Copy each of the lines below word for word, without changing anything.

Data listing:
• • • •
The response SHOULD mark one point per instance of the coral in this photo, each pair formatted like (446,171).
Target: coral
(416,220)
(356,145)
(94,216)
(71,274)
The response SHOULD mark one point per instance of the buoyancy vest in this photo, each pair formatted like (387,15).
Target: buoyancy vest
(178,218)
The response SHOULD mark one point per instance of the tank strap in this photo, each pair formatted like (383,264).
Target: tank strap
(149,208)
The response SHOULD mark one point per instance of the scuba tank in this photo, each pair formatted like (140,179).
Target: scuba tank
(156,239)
• • • •
§ **Solution for this task**
The response SHOULD mark one point per instance of the coral in this photo, each pair formatted like (446,171).
Target: coral
(416,220)
(356,145)
(94,216)
(71,274)
The response SHOULD mark one point per instance of the buoyancy vest in this photo, each pair formatted like (387,15).
Target: buoyancy vest
(178,218)
The response SHOULD mark one point per instance of the tank strap in this photo, each pair formatted like (383,264).
Target: tank strap
(149,208)
The response SHOULD mark one point per instance of the scuba tank in this photo, each pair formatted like (140,179).
Target: scuba tank
(156,239)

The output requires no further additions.